**USING THE INFORMATION:**
[a] From the article on Mississippi's youth concussion law, reproduce the passage from "This new information" up to and including "work to do.".
[b] According to the article on Mississippi's youth concussion law, which grades of athletes does the new law cover?
[c] Continue the article on Mississippi's youth concussion law, beginning after its final sentence.

With the stroke of a pen by Governor Phil Bryant, Mississippi officially became the last state in the America to have a youth concussion law.

For Lee Jenkins, the director of the Mississippi Brain Injury Association, it was a long time coming.

"We've been working for 3 years actively in the legislature to get it passed," she said. "Really for about 5 years indirectly."

As director of the Mississippi Brain Injury Associaton, Lee speaks all over the state about the importance of knowing the symptoms of a concussion.

"If somebody gets their head hit really hard and their brain is bouncing around in their skull, something is going to be a little bit different," she said.

UMMC neuro-psychologist Dr. Edward manning says in his study of concussions, one thing is really clear.

"If you have a concussion your are more likely to have another concussion for some period of time, and that period of time is not really clear. So the speculation is that somehow a concussion makes you more vulnerable to the possibility of another concussion," he said.

This new information is something retired NFL player and Mississippi native Willie Richardson didn't have and he remembers well those early days as a youngster playing ball. Jenkins is celebrating the passage and signing ofthe new law, knowing it will help athletes.

Jenkins is celebrating the passage and signing as well, but she knows there's still work to do.

Despite the new studies

"I wish that the age range was broader because the bill says its for athletes from 7th grade to 12th grade and we had been trying to pass a bill that was from age 7 to 18, which would have included the recreational leagues and those are the little kids."

Despite the research indicating risks involved in playing the game, the Mississippi Youth Football Association says its enrollment numbers have been going up for the better part of a decade, even though the national average is beginning to see a decline. The MYFA cites increased safety precautations as a reason the numbers continue to increase.

Javorius Neyland is a 9-year-old football player. He just finished playing his first season of football with the Jackson Steelers. His team name is proudly shaved into his haircut and he takes a lot of pride in his jersey and the games his team won.

His mother, Demetris, doesn't seem to worried about the risks involved with his son playing this game.

Bobby Hall is the head football coach Madison Central High School. He says his enrollment numbers aren't dropping.

"I'll say this, you can't be too careful. I don't care how careful you are, you can't be too careful," Hall said.

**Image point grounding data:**
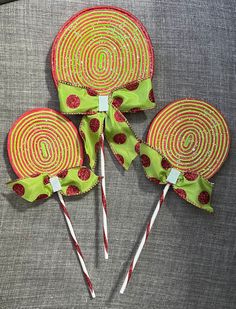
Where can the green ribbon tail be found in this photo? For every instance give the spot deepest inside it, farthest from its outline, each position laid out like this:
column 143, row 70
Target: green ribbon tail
column 74, row 181
column 91, row 128
column 121, row 138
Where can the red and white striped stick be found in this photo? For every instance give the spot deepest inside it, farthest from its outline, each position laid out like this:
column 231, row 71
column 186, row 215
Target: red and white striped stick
column 76, row 245
column 144, row 239
column 104, row 200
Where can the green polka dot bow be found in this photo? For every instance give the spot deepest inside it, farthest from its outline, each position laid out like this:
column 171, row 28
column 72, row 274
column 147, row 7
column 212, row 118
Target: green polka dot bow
column 189, row 185
column 74, row 181
column 104, row 114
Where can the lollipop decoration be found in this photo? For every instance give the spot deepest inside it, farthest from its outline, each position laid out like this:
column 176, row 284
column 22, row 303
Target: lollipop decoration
column 46, row 152
column 102, row 65
column 193, row 140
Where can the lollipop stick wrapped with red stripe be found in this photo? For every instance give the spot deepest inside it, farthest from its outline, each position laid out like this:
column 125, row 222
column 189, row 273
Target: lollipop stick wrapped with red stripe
column 46, row 153
column 187, row 143
column 102, row 65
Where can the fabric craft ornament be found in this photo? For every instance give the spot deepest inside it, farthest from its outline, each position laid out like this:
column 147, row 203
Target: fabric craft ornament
column 102, row 65
column 45, row 152
column 187, row 143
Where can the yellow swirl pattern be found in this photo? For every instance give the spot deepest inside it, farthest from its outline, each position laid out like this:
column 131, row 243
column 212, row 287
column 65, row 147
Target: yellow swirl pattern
column 102, row 48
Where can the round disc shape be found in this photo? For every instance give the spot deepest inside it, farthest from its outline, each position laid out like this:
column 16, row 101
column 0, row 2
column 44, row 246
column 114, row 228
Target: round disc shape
column 102, row 48
column 192, row 135
column 43, row 141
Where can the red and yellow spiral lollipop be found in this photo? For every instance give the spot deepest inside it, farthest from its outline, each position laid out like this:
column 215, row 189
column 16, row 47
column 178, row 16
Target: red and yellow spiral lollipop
column 102, row 48
column 43, row 141
column 192, row 135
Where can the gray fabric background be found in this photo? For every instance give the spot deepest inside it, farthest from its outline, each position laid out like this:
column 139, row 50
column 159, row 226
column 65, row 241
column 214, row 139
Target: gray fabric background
column 189, row 260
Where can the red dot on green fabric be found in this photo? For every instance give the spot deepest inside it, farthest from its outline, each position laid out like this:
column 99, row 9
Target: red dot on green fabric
column 117, row 101
column 181, row 193
column 73, row 101
column 137, row 147
column 154, row 179
column 120, row 138
column 19, row 189
column 151, row 96
column 204, row 197
column 41, row 197
column 119, row 117
column 190, row 175
column 165, row 164
column 91, row 92
column 62, row 174
column 46, row 180
column 132, row 86
column 145, row 160
column 72, row 190
column 84, row 173
column 120, row 158
column 135, row 110
column 94, row 124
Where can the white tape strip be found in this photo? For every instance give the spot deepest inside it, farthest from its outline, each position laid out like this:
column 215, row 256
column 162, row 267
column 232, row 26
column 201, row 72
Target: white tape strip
column 173, row 176
column 56, row 186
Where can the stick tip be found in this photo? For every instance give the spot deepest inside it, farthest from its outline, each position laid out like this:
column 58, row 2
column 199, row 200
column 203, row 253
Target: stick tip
column 93, row 294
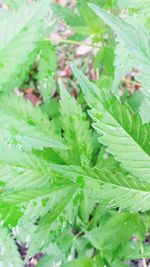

**YOUR RESPONSES:**
[a]
This new information is something retired NFL player and Mississippi native Willie Richardson didn't have and he remembers well those early days as a youngster playing ball. Jenkins is celebrating the passage and signing ofthe new law, knowing it will help athletes.

Jenkins is celebrating the passage and signing as well, but she knows there's still work to do.

[b] It covers athletes from 7th grade to 12th grade.

[c]
Madison Central's equipment room is a testament ot that philosophy. Each year, all of their helmets are sent to a helmet factory to be refurbished. If they pass inspection, they're given a sticker of recertificiation. If not, they can no longer be used.

"In my opinion the most protective, most important piece of equipment is the helmet. So everybody I know of on every level is on top of that," Hall said.

One helmet is the Jaguars have in stock is the Xenith. It promotes itself as concussion proof. But even though precautions are going up, there are still concerns for player safety.

"To me the evolution of helmets have been a good thing but at the same time I think the increase in helmet development has gotten better or worse depending on how you look at it," MC offensive line coach Zane Thomas said. "The players are more comfortable in them, they lead with their hlemet a lot more."

While coach Hall is an advocate for football, he still thinks it shouldn't be played at the youth level.

"I think the 7th grade's plenty early to start football," he said. "I might be right, I may not be. That's what Archie Manning did with his 3 boys and they turned out pretty good."

And Hall isn't afraid to tell that to one of his players dad's Bubba Gunter. Gunter, whose son is a sophomore at MC, has been coaching youth football for seven years.

"Some say 7 or 8, some of 'em say older, I think that's the parents call," Gunter said. "We try to teach them the correct way to hit and how not to hit when they're out there."

Gunter, like the Neylands, understands the risks, and like the statewide trend, his enrollment numbers are up as well.

"If you teach properly and you mandaate that they do it the right way, I think that can cut down on injuries dramatically," Gunter said.